■ **What you are asked to do**: This exercise asks for the whole listing to be restated exactly.
[Exercise material Boundary: Start]
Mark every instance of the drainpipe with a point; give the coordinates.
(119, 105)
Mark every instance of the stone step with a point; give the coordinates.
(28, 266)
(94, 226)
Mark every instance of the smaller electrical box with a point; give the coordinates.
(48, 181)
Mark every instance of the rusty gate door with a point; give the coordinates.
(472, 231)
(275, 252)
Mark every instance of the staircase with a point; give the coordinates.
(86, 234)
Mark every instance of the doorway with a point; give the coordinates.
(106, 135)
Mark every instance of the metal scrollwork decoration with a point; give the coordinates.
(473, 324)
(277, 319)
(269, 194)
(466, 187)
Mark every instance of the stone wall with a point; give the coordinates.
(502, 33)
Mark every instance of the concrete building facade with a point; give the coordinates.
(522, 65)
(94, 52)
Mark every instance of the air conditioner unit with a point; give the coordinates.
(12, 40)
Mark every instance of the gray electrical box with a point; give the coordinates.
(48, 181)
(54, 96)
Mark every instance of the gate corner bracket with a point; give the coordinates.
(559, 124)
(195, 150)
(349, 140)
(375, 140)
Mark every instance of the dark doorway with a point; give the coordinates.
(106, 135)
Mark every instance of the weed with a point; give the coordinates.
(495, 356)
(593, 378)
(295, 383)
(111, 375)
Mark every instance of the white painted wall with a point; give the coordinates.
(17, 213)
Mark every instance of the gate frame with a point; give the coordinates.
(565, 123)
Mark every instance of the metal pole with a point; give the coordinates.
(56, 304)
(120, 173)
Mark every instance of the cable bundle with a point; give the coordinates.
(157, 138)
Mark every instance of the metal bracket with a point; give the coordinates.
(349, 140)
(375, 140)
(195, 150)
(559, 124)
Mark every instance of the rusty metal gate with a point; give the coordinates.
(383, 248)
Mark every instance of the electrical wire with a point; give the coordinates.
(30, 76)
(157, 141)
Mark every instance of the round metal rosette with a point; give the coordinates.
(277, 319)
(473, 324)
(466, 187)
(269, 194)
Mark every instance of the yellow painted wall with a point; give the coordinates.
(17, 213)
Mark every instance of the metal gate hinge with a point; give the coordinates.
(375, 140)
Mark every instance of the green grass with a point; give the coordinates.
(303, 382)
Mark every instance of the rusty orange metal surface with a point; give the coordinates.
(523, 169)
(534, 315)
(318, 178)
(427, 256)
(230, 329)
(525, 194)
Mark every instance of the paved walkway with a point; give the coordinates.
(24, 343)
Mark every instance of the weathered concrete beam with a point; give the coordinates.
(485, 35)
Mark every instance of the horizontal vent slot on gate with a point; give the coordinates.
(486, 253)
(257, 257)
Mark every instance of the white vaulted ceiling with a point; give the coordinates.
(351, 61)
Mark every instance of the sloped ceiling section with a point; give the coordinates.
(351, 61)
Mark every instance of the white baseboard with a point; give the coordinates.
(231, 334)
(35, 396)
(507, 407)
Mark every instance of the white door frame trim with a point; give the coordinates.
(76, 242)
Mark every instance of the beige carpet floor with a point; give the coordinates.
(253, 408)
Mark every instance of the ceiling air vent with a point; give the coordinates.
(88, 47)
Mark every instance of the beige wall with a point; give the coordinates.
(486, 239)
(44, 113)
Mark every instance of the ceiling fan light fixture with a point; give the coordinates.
[Exercise material Boundary: End]
■ **Reply**:
Mark every instance of the drainpipe with a point; give the coordinates.
(119, 105)
Mark every instance of the stone step with a point; give the coordinates.
(28, 266)
(94, 226)
Mark every instance of the smaller electrical box with a point; give the coordinates.
(48, 181)
Mark every instance of the rusty gate door with a point; give the coordinates.
(472, 231)
(275, 252)
Mark every instance of the staircase with a point; give the coordinates.
(86, 234)
Mark every instance of the doorway with a point; give the coordinates.
(106, 135)
Mark every instance of the metal scrollwork decoration with a point; give the coordinates.
(473, 324)
(277, 319)
(269, 194)
(466, 187)
Mark every instance of the stone wall with a point; give the coordinates.
(502, 33)
Mark every instance of the concrete building facade with a point; give the coordinates.
(522, 65)
(94, 52)
Mark every instance of the air conditioner unit with a point; give the coordinates.
(12, 40)
Mark every instance of the gray electrical box with a point; give the coordinates.
(48, 181)
(54, 96)
Mark every instance of the gate corner bracket with a point; give the coordinates.
(559, 124)
(195, 150)
(349, 140)
(375, 140)
Mark every instance of the dark doorway with a point; give the coordinates.
(106, 135)
Mark every instance of the weed with a point; give the coordinates.
(495, 356)
(593, 378)
(295, 383)
(111, 375)
Mark every instance of the white painted wall with a point; give the coordinates.
(17, 213)
Mark every instance of the gate frame with a point; give the coordinates.
(565, 123)
Mark every instance of the metal pole with a point; give the coordinates.
(56, 304)
(120, 173)
Mark every instance of the cable bundle with a point; give the coordinates.
(157, 138)
Mark every instance of the metal bracket with a point; give the coordinates.
(349, 140)
(375, 140)
(195, 150)
(559, 124)
Mark every instance of the rusty metal gate with a point; give the coordinates.
(383, 248)
Mark every instance of the electrical wire with a point; give the coordinates.
(30, 76)
(157, 141)
Mark every instance of the round metal rosette with a point; give the coordinates.
(277, 319)
(473, 324)
(466, 187)
(269, 194)
Mark every instance of the yellow painted wall with a point; give the coordinates.
(17, 213)
Mark every instance of the metal gate hinge with a point; give the coordinates.
(375, 140)
Mark every instance of the green grass with a point; give the coordinates.
(303, 382)
Mark every instance of the rusty orange metal surface with a point; give the coordinates.
(523, 169)
(534, 315)
(318, 178)
(427, 256)
(230, 329)
(525, 194)
Mark every instance of the paved walkway with a point; give the coordinates.
(24, 343)
Mark every instance of the weathered concrete beam with a point; give the coordinates.
(485, 35)
Mark every instance of the horizontal vent slot on gate with a point; give the coordinates.
(486, 253)
(257, 257)
Mark every instance of the white vaulted ceiling with a point; give the coordinates.
(351, 61)
Mark every instance of the sloped ceiling section with a point; give the coordinates.
(351, 61)
Mark every instance of the white baseboard with a point; give the coordinates.
(231, 334)
(35, 396)
(507, 407)
Mark every instance of the white door frame trim with a point; give the coordinates.
(76, 242)
Mark every instance of the beige carpet floor with a point; give the coordinates.
(253, 408)
Mark every instance of the ceiling air vent with a point; give the coordinates.
(88, 47)
Mark every instance of the beige wall with a point; give the coordinates.
(486, 239)
(44, 113)
Mark every instance of the ceiling fan light fixture with a point; give the coordinates.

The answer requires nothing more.